**DESCRIPTION OF THE TASK:** In the records below, find every line with the word "ground" and copy it.

** RECORDS SUPPLIED follows **

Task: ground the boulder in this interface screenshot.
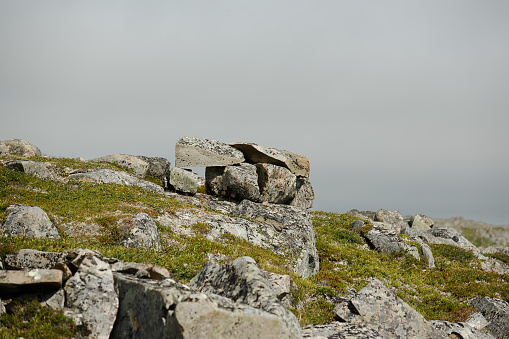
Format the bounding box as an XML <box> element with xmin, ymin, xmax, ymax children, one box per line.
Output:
<box><xmin>0</xmin><ymin>269</ymin><xmax>63</xmax><ymax>298</ymax></box>
<box><xmin>110</xmin><ymin>261</ymin><xmax>170</xmax><ymax>281</ymax></box>
<box><xmin>430</xmin><ymin>320</ymin><xmax>495</xmax><ymax>339</ymax></box>
<box><xmin>302</xmin><ymin>322</ymin><xmax>383</xmax><ymax>338</ymax></box>
<box><xmin>334</xmin><ymin>278</ymin><xmax>443</xmax><ymax>338</ymax></box>
<box><xmin>364</xmin><ymin>222</ymin><xmax>408</xmax><ymax>254</ymax></box>
<box><xmin>40</xmin><ymin>288</ymin><xmax>66</xmax><ymax>311</ymax></box>
<box><xmin>0</xmin><ymin>139</ymin><xmax>42</xmax><ymax>157</ymax></box>
<box><xmin>119</xmin><ymin>213</ymin><xmax>162</xmax><ymax>250</ymax></box>
<box><xmin>289</xmin><ymin>177</ymin><xmax>315</xmax><ymax>209</ymax></box>
<box><xmin>256</xmin><ymin>163</ymin><xmax>297</xmax><ymax>204</ymax></box>
<box><xmin>206</xmin><ymin>163</ymin><xmax>261</xmax><ymax>202</ymax></box>
<box><xmin>415</xmin><ymin>238</ymin><xmax>435</xmax><ymax>268</ymax></box>
<box><xmin>188</xmin><ymin>256</ymin><xmax>302</xmax><ymax>338</ymax></box>
<box><xmin>1</xmin><ymin>204</ymin><xmax>60</xmax><ymax>239</ymax></box>
<box><xmin>89</xmin><ymin>153</ymin><xmax>150</xmax><ymax>177</ymax></box>
<box><xmin>431</xmin><ymin>227</ymin><xmax>483</xmax><ymax>257</ymax></box>
<box><xmin>409</xmin><ymin>214</ymin><xmax>434</xmax><ymax>231</ymax></box>
<box><xmin>65</xmin><ymin>255</ymin><xmax>118</xmax><ymax>339</ymax></box>
<box><xmin>374</xmin><ymin>209</ymin><xmax>407</xmax><ymax>234</ymax></box>
<box><xmin>175</xmin><ymin>136</ymin><xmax>245</xmax><ymax>167</ymax></box>
<box><xmin>266</xmin><ymin>272</ymin><xmax>292</xmax><ymax>308</ymax></box>
<box><xmin>470</xmin><ymin>297</ymin><xmax>509</xmax><ymax>339</ymax></box>
<box><xmin>169</xmin><ymin>167</ymin><xmax>199</xmax><ymax>194</ymax></box>
<box><xmin>231</xmin><ymin>142</ymin><xmax>310</xmax><ymax>178</ymax></box>
<box><xmin>4</xmin><ymin>249</ymin><xmax>66</xmax><ymax>270</ymax></box>
<box><xmin>135</xmin><ymin>155</ymin><xmax>171</xmax><ymax>186</ymax></box>
<box><xmin>68</xmin><ymin>168</ymin><xmax>164</xmax><ymax>192</ymax></box>
<box><xmin>5</xmin><ymin>160</ymin><xmax>59</xmax><ymax>180</ymax></box>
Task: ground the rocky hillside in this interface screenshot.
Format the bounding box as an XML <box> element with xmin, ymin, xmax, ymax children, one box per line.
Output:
<box><xmin>434</xmin><ymin>217</ymin><xmax>509</xmax><ymax>248</ymax></box>
<box><xmin>1</xmin><ymin>138</ymin><xmax>509</xmax><ymax>339</ymax></box>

** End of RECORDS SUPPLIED **

**ANSWER FOR THIS EXERCISE:**
Task: ground the boulder in this interface screenshot.
Task: ground the rocky hillside in this interface screenshot.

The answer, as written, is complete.